>>
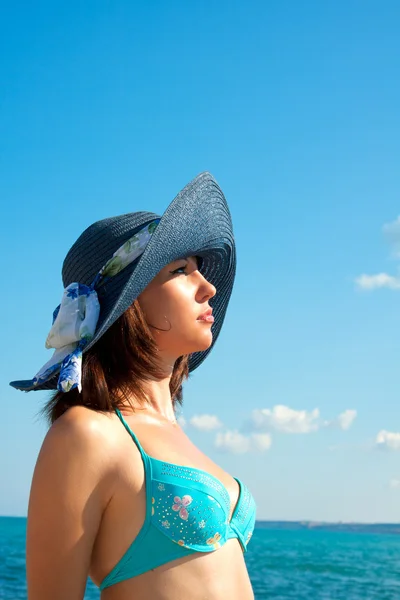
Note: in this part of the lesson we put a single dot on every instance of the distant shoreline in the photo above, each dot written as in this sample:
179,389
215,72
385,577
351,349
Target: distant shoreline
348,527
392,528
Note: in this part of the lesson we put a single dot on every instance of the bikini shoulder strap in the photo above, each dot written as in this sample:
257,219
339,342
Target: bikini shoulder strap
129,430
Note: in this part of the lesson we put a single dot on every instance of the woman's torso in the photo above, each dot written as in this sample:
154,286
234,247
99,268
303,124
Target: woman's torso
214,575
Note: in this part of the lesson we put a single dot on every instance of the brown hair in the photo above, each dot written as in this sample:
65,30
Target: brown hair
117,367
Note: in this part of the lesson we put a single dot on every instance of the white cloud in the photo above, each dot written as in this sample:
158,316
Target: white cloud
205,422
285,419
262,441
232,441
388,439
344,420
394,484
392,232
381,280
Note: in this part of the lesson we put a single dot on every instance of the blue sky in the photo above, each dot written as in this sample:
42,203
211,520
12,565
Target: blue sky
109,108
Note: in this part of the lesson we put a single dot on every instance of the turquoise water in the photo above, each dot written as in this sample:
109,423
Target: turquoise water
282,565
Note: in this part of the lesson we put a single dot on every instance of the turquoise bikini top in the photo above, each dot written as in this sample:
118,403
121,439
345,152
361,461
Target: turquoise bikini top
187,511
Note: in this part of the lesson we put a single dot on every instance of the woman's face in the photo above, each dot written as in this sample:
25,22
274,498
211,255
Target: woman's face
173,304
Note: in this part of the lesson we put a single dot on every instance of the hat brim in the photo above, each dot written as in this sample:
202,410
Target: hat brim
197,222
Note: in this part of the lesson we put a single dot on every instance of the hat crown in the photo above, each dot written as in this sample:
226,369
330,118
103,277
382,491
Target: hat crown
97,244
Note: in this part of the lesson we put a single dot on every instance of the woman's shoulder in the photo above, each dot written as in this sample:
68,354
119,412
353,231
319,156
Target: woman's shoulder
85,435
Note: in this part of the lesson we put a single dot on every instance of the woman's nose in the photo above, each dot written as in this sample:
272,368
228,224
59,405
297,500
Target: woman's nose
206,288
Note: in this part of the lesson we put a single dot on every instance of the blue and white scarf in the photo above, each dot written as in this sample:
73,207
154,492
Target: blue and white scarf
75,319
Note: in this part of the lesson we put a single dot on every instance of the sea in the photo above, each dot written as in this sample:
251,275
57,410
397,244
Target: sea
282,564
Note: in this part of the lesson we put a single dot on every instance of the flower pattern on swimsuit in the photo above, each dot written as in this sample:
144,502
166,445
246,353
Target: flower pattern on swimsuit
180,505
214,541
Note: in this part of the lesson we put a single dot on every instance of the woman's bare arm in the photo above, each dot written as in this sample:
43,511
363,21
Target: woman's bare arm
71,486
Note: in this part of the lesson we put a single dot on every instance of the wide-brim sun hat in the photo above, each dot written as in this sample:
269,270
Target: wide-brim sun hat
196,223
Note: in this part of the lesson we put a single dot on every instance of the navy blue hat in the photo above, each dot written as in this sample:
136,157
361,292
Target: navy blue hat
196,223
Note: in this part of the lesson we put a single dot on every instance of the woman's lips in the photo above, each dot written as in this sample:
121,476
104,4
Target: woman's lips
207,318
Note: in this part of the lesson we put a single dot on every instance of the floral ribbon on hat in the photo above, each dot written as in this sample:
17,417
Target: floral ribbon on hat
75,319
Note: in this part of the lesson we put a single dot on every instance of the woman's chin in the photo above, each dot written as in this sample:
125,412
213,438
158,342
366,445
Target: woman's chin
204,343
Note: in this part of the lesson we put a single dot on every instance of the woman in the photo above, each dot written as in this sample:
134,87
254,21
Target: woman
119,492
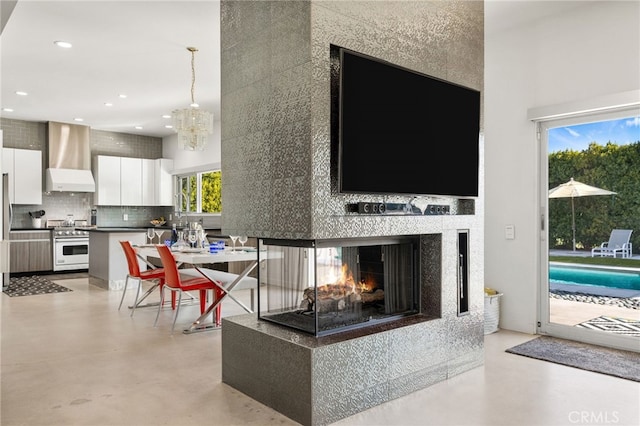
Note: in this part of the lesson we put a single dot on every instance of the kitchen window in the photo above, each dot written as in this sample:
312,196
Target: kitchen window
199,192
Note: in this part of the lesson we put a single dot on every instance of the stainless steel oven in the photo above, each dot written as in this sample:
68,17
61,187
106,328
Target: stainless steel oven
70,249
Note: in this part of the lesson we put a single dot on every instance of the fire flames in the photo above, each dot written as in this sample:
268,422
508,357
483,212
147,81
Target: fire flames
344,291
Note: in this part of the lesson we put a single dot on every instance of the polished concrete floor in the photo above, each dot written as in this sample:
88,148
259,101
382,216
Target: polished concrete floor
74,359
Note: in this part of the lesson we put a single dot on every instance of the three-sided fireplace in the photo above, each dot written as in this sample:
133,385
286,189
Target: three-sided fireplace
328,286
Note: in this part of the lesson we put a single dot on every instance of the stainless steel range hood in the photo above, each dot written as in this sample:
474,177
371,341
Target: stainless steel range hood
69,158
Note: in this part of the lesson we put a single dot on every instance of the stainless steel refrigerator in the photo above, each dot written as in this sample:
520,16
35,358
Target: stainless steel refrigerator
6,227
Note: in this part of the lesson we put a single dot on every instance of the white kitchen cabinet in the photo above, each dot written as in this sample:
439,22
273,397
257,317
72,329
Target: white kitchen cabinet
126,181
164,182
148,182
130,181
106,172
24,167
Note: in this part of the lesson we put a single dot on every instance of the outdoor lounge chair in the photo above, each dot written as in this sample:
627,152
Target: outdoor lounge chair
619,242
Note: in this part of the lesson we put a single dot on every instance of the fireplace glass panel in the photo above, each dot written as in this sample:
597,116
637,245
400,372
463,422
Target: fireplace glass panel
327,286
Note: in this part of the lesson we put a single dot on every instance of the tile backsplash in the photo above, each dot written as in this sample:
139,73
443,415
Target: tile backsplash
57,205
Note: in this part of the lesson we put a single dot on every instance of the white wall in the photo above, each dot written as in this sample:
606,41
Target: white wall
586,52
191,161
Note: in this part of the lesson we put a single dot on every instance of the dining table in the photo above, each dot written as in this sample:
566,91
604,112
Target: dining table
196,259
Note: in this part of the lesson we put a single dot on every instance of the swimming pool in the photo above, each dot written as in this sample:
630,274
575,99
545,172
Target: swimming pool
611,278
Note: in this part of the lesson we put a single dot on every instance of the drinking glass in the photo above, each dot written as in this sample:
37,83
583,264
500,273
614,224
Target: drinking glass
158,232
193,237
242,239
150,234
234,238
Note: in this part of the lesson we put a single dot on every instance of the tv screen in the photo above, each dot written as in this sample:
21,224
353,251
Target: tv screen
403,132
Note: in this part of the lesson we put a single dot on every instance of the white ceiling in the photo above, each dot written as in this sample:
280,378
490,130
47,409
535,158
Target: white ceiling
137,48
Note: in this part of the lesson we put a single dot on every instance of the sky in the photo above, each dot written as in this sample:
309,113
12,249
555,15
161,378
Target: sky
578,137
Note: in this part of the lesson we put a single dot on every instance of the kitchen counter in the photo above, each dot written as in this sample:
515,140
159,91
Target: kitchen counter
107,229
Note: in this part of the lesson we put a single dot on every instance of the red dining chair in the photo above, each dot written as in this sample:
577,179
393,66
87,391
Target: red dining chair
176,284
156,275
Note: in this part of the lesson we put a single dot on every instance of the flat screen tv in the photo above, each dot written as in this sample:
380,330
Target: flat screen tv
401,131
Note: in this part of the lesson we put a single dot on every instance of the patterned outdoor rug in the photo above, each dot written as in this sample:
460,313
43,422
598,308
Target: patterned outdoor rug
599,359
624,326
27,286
<<
• WORK TO DO: Transcribe each entry precisely as given, leaving the pictures out.

• ANSWER FOR THE TASK:
Note: in this part of the lesson we put a single dot on every instance of the distant shoreline in the photo above, each dot written as in this sample:
179,389
215,72
385,577
351,349
Target: distant shoreline
348,527
392,528
Note: in this part of the lesson we put a single dot on every instance of the bikini shoulder strap in the photo above, each dot written as in this sample:
257,219
339,342
Target: bikini shoulder strap
129,430
Note: in this part of the lesson we put a single dot on every instance of the woman's torso in the photo above, each dot written as in this sample:
154,286
234,247
99,268
303,124
Target: woman's torso
214,575
Note: in this part of the lesson we put a single dot on every instance of the brown hair in the photo above, each dot written as in this sample:
65,30
Target: brown hair
117,367
Note: in this part of the lesson we put a single dot on every instance of the white cloud in the photo above, each dot written as in this sample:
158,316
Target: white cloud
205,422
285,419
262,441
232,441
388,439
344,420
394,484
392,232
381,280
Note: in this part of the lesson we put a single dot on every instance of the blue sky in the photo above, each dot written as in this sample:
42,203
211,520
12,565
Target: blue sky
109,108
Note: in this part of the lesson we put a single dot on every instance of the turquoise water in the photo above, each dot written as in this sample:
109,423
Target: turquoise water
282,565
Note: in this part of the lesson we put a single dot on every instance of the turquoise bikini top in the photo above, each dot written as in this sample:
118,403
121,439
345,152
361,461
Target: turquoise bikini top
187,511
Note: in this part of the lesson we put a single dot on every instance of the woman's face in the photo above, each dot written as in this sample:
25,22
274,498
211,255
Target: woman's face
173,304
Note: in this part of the lesson we put a single dot on every instance of the hat brim in the photo above, each dot written as in this sample:
202,410
Target: hat brim
197,222
Note: in this part of the lesson we put a single dot on every instance of the hat crown in the photo above, each dot written as in this sample:
226,369
330,118
103,277
382,491
Target: hat crown
97,244
Note: in this part of the lesson we put a single dot on every instance of the woman's shoulder in the photo above, each dot written as in this sample:
68,354
119,412
353,231
319,156
Target: woman's shoulder
85,435
Note: in this part of the lesson we put a single dot on every instance of the woman's nose in the photo above, each dot written as in this sample:
272,368
228,224
59,405
297,500
Target: woman's nose
206,288
Note: in this part of the lesson we put a single dot on every instance of the blue and white scarf in the photo above, each dot written as in this sample:
73,207
154,492
Target: blue and white scarf
75,319
Note: in this part of the lesson we put a single dot on every instance of the sea in the photo above, each dot written as in this sample:
251,275
57,410
397,244
Target: sea
282,564
Note: in this part of the lesson we put a single dot on every instance of the flower pattern on swimsuit in the photo above, each dot written as in this sample:
144,502
166,445
246,353
Target: flower pattern on swimsuit
180,505
214,541
Note: in this part of the lesson we put a single dot on every instance of the woman's bare arm in the photo above, each dot written as in this sample:
43,511
363,21
Target: woman's bare arm
71,486
Note: in this part of the lesson we put a single dot on every instance of the wide-brim sun hat in the photo above, each dot written as in this sample:
269,270
Target: wide-brim sun hat
196,223
Note: in this part of the lesson we put a single dot on every instance of the navy blue hat in the photo above, each dot written as in this sample:
136,157
361,292
Target: navy blue hat
196,223
Note: in this part of the lesson we put a single dot on every instance of the woman's lips in the photo above, each dot written as in this sample:
121,476
104,4
Target: woman's lips
207,318
Note: in this part of the lesson we put a single dot on every instance of the floral ribbon on hat in the photo above, each dot written as in this sample:
17,417
Target: floral ribbon on hat
75,319
Note: in this part of the lesson we put a single dot on every instance of the woman's chin in the photo above, each dot written as in this sample:
125,412
213,438
158,342
366,445
Target: woman's chin
204,343
Note: in this part of the lesson we put a single dot on every instance of the woman in the photo above, each dot written as in this sample:
134,87
254,21
Target: woman
119,492
Note: in this part of the lesson we put a single dot on every instance of the kitchen window in the photo above, each dot written as in this sample:
312,196
Target: kitchen window
199,192
Note: in this part of the lesson we put a single dot on every instance of the stainless steel oven in the photo above, each dot written as in this sample:
68,17
61,187
106,328
Target: stainless steel oven
70,249
Note: in this part of the lesson we put a single dot on every instance of the fire flames in the photo above, each dot written as in this sample:
268,422
508,357
483,212
147,81
Target: fire flames
344,291
Note: in this part of the lesson we put a single dot on every instance of the polished concrete floor in the photo above, each dot written as in this sample:
88,148
259,101
382,216
Target: polished concrete floor
74,359
Note: in this part of the lesson we put a single dot on every instance of the three-sided fireplace in the photo above, each dot written as in this sample:
133,385
286,189
Target: three-sided fireplace
328,286
Note: in this part of the lesson we put a single dot on every instance of the stainless steel range hood in the photo above, each dot written as in this sample:
474,177
371,341
Target: stainless steel range hood
69,158
Note: in this part of the lesson we put a single dot on every instance of the stainless steel refrigerator in the photo above, each dot written as in this sample:
520,16
35,358
Target: stainless steel refrigerator
6,227
Note: in this part of the lesson we put a single dot on every instance of the white kitchen cabinet in the photo above, each dot written as in this sample:
439,22
273,397
257,317
72,329
Target: white kitchen cabinet
126,181
164,182
148,182
130,181
106,172
24,167
Note: in this part of the lesson we put a single dot on every instance of the outdoor lounge chair in the photo above, each dot written as in this sample:
627,152
Target: outdoor lounge chair
619,242
Note: in this part of the lesson we put a single dot on every instance of the fireplace glass panel in the photo above, each dot written as in this sample:
597,116
637,245
400,372
463,422
Target: fireplace glass panel
327,286
Note: in this part of the lesson we put a single dot on every instance of the tile backsplash in the photo above, each dot written as in this sample:
139,73
443,415
Target: tile backsplash
57,205
Note: in this part of the lesson we put a single dot on every instance of the white wall in the photo above, each dot written as in this sample:
606,41
Target: white wall
586,52
191,161
Note: in this part of the lesson we put a single dot on every instance of the dining table in the photo above, each dot written as in this sample:
566,91
604,112
Target: dining table
196,259
Note: in this part of the lesson we put a single dot on every instance of the swimming pool in the photo above, each dot written as in this sample:
630,274
575,99
545,172
Target: swimming pool
611,278
Note: in this part of the lesson we put a single dot on every instance of the drinking glass in the photo above, each dot written as in this sample:
37,83
583,264
500,273
614,224
Target: drinking glass
158,232
193,237
242,239
150,234
234,238
Note: in this part of the lesson we put a single dot on every instance of the tv screen in the photo above, each dot written as in this sample:
21,224
353,251
Target: tv screen
403,132
Note: in this part of the lesson we put a single dot on every instance of the white ceiling in the photo above, each dot written as in this sample:
280,378
490,130
47,409
535,158
Target: white ceiling
137,48
Note: in this part of the lesson we put a single dot on every instance of the sky in the photo above, each dot written as in this sample:
309,113
12,249
555,15
161,378
Target: sky
578,137
Note: in this part of the lesson we put a single dot on every instance of the kitchen counter in the photo above, each dot written as in this sample:
515,140
159,91
Target: kitchen counter
107,229
Note: in this part of the lesson we put a single dot on every instance of the red dining chair in the photo above, each dot written as in this sample:
577,179
393,66
87,391
Target: red dining chair
176,284
156,275
Note: in this part of the lesson we put a single dot on every instance of the flat screen tv in the photo above, each dot written as in this sample:
380,330
Target: flat screen tv
401,131
Note: in this part of the lesson we put a single dot on every instance of the patterned outdoor rug in the photo above, each dot written as in this sample:
460,313
43,422
598,308
Target: patterned outdoor rug
599,359
624,326
27,286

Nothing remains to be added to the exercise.